#### [YOUR TASKS]
• a. In the passage about Adelstein, which newspaper did he work for as a reporter?
• b. Please copy the passage about Adelstein word for word, starting at "But Adelstein has" and ending at "of an ashtray.".

___ PASSAGE PROVIDED ___

The author of the memoir "Tokyo Vice," Adelstein has been on book tour in the U.S. recently, which he talked about in a Q&A with the Japan Times.

Author Joshua "Jake" Adelstein supposes that if he’d stayed home in rural Missouri and had never come to Japan, he’d probably have become a small-town lawyer or a very happy detective on the local police force.

"I was always attracted to the law, probably because my father was the county coroner for many years — and still is now," he says.

But Adelstein has spent roughly half his life in Japan, first as a student at Sophia University in Tokyo and then as a reporter for the vernacular Yomiuri Shimbun, where he landed a job that put him in touch with what he describes as "the dark side of the rising sun."

Seated on tatami in his sparsely furnished home-cum-office, crammed with books, magazines and manga extolling the exploits of the yakuza (Japan’s homegrown organized-crime groups), Adelstein, who will turn 41 in March, projects an aura of nervous energy as he taps a clove-scented cigarette against the rim of an ashtray.

"I always thought about writing a memoir about my years as a reporter in Japan, because I knew I was getting a look at the underbelly of Japanese society that even many Japanese don’t get," he relates. "I kept all my notes, photos, articles, tape recordings, memos, rough drafts, related documents and diary entries from the time I started working."

___ RAW DATA ___

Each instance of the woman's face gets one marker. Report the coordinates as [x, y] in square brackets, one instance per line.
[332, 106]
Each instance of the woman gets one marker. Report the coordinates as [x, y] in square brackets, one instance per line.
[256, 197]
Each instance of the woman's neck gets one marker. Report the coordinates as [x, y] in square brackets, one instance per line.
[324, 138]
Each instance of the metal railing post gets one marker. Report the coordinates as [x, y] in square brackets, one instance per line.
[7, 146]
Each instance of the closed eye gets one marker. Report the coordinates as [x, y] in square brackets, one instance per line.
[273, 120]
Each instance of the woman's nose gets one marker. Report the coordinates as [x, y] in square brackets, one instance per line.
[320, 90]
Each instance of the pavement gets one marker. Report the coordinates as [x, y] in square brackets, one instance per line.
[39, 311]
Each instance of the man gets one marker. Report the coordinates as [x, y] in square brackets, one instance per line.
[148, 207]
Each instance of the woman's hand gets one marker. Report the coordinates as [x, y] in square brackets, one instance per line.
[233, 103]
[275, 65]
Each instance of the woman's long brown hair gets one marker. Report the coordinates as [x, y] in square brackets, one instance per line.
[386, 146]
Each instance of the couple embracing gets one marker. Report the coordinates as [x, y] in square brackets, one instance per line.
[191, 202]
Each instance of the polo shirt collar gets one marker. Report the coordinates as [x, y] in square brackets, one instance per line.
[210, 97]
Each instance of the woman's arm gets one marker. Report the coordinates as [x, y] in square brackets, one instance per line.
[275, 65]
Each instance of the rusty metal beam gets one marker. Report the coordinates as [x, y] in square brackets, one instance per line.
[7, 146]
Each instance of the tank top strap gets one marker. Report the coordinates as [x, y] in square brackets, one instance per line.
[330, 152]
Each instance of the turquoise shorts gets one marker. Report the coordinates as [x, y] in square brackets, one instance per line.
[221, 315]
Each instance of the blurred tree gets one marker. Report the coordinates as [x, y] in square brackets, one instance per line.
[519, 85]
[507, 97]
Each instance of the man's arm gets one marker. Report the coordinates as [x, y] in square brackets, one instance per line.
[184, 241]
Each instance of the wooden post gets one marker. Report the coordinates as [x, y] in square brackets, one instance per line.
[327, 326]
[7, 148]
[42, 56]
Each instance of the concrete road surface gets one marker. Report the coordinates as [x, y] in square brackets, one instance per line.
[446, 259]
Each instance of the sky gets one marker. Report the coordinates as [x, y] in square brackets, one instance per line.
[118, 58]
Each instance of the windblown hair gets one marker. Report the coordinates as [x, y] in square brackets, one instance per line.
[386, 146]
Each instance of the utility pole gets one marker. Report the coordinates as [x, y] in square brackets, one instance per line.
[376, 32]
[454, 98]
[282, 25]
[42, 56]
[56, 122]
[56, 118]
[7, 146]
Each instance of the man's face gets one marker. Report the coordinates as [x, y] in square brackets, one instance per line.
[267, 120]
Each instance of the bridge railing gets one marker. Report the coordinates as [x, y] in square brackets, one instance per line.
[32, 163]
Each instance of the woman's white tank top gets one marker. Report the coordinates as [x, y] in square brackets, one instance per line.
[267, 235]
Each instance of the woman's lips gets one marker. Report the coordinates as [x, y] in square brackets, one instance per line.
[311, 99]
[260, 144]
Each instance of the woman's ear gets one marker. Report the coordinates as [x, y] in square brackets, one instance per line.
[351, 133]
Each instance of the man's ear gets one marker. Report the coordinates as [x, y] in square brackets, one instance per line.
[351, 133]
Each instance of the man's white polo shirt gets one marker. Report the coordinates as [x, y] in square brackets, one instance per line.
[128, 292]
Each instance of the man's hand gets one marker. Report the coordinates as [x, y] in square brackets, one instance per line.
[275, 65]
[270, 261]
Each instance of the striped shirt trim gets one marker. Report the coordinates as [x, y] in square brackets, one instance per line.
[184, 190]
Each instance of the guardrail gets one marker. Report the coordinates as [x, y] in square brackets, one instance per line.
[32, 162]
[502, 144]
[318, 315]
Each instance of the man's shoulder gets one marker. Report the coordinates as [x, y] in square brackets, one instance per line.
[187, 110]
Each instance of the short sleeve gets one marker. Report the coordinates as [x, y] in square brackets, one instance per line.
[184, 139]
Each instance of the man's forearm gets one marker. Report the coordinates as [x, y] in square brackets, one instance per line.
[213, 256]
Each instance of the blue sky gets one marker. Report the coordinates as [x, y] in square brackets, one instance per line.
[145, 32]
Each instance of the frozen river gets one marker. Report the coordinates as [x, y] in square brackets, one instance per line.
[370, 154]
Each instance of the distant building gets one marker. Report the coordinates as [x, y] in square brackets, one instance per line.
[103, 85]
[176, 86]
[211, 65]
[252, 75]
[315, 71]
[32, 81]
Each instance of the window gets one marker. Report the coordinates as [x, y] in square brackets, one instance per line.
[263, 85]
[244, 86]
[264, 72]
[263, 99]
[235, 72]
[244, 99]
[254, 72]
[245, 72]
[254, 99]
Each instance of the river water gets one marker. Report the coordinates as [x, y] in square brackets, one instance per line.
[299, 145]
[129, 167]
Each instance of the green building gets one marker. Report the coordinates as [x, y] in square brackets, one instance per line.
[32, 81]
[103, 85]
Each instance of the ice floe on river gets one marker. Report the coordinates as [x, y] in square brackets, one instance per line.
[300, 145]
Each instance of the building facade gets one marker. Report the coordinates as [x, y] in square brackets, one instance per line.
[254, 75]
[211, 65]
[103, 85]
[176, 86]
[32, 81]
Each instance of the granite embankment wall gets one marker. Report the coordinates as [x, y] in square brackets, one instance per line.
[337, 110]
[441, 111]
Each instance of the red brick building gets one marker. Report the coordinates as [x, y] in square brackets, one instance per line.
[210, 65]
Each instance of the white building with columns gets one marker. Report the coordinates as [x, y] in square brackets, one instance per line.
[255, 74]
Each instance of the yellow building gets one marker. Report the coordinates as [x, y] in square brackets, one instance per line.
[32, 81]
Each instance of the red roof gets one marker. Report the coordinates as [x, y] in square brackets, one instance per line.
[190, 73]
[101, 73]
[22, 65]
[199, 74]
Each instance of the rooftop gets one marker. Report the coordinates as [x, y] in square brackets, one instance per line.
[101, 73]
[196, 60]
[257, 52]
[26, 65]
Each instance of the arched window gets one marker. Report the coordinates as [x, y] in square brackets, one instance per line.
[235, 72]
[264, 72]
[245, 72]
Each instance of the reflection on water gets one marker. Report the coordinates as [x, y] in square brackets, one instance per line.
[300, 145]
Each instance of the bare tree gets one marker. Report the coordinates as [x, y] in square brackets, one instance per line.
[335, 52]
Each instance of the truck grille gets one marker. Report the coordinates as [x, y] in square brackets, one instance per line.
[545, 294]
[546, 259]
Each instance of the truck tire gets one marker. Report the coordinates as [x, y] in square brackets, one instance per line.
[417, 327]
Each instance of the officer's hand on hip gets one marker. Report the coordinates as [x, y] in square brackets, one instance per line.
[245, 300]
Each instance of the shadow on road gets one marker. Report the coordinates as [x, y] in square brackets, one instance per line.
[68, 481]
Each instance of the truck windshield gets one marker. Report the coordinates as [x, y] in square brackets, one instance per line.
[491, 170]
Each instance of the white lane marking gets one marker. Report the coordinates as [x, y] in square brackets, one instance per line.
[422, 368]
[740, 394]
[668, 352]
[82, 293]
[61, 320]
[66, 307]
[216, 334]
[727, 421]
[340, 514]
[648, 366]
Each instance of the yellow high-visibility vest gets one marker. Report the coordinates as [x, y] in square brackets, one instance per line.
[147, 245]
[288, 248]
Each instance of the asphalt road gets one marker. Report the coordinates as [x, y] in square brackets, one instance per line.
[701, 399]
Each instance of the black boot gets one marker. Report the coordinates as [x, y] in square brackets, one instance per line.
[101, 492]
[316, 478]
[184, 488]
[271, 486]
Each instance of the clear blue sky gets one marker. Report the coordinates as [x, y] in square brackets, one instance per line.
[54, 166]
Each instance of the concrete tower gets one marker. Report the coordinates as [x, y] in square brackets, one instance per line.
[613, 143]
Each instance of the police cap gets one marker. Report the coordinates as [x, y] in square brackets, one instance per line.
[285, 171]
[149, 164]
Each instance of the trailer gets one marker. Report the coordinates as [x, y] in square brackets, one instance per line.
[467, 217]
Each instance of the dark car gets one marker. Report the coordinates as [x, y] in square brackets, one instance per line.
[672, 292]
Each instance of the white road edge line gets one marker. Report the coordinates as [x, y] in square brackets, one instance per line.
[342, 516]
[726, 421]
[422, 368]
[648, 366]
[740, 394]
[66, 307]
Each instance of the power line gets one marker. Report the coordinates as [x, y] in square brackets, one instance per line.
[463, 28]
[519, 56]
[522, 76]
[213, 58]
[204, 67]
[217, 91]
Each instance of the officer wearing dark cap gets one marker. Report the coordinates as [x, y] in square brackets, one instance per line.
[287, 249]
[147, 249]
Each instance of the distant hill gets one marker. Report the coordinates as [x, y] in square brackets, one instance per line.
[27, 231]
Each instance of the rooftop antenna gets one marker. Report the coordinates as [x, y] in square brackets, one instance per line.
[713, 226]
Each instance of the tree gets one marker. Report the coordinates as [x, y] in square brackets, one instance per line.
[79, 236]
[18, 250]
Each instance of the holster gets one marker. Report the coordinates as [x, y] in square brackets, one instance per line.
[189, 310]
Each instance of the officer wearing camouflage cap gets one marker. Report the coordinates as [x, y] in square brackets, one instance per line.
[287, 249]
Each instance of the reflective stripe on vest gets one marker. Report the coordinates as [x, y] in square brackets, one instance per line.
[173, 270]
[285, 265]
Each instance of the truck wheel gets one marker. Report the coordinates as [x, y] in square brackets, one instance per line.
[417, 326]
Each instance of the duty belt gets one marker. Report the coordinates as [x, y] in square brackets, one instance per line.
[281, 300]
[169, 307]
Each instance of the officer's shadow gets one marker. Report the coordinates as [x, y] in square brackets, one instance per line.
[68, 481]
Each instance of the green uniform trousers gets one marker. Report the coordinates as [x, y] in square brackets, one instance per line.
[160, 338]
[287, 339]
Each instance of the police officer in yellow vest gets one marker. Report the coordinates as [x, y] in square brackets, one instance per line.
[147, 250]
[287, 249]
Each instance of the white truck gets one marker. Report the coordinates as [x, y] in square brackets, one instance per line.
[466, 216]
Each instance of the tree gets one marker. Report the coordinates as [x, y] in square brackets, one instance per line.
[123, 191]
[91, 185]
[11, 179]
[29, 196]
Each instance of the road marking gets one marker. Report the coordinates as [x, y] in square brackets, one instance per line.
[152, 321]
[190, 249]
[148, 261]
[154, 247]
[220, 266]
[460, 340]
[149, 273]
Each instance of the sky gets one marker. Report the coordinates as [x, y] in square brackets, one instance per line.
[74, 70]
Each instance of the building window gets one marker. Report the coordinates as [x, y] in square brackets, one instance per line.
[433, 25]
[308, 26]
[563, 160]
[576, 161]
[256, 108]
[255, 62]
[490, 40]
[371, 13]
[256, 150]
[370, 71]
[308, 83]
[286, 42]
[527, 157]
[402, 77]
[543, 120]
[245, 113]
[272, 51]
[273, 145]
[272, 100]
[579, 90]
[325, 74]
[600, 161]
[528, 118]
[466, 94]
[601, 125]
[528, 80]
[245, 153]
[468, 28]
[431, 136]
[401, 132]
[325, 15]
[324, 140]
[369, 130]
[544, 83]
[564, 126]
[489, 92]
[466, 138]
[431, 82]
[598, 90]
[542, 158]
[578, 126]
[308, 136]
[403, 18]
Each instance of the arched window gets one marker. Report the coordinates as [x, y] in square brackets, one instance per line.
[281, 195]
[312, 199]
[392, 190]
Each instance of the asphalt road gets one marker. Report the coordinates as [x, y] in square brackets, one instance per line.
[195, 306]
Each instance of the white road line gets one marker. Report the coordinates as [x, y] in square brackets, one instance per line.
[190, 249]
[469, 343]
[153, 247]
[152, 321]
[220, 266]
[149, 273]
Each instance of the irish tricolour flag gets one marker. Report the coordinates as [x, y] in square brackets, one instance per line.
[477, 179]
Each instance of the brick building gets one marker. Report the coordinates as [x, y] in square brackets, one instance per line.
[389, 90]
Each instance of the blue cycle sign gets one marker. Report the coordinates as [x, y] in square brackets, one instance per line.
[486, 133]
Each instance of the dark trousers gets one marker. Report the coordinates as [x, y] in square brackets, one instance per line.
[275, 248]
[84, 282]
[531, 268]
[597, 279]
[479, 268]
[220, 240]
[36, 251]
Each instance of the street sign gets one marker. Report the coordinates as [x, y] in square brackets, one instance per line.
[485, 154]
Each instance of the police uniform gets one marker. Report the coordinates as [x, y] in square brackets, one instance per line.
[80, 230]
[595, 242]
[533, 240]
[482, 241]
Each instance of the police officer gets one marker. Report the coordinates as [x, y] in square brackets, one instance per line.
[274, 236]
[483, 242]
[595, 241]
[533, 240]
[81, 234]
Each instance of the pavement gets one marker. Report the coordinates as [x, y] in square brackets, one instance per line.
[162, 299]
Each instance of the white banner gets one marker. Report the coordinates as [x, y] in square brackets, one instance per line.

___

#### [ANSWERS FOR THE EXERCISE]
• a. The Yomiuri Shimbun.

• b.
But Adelstein has spent roughly half his life in Japan, first as a student at Sophia University in Tokyo and then as a reporter for the vernacular Yomiuri Shimbun, where he landed a job that put him in touch with what he describes as "the dark side of the rising sun."

Seated on tatami in his sparsely furnished home-cum-office, crammed with books, magazines and manga extolling the exploits of the yakuza (Japan’s homegrown organized-crime groups), Adelstein, who will turn 41 in March, projects an aura of nervous energy as he taps a clove-scented cigarette against the rim of an ashtray.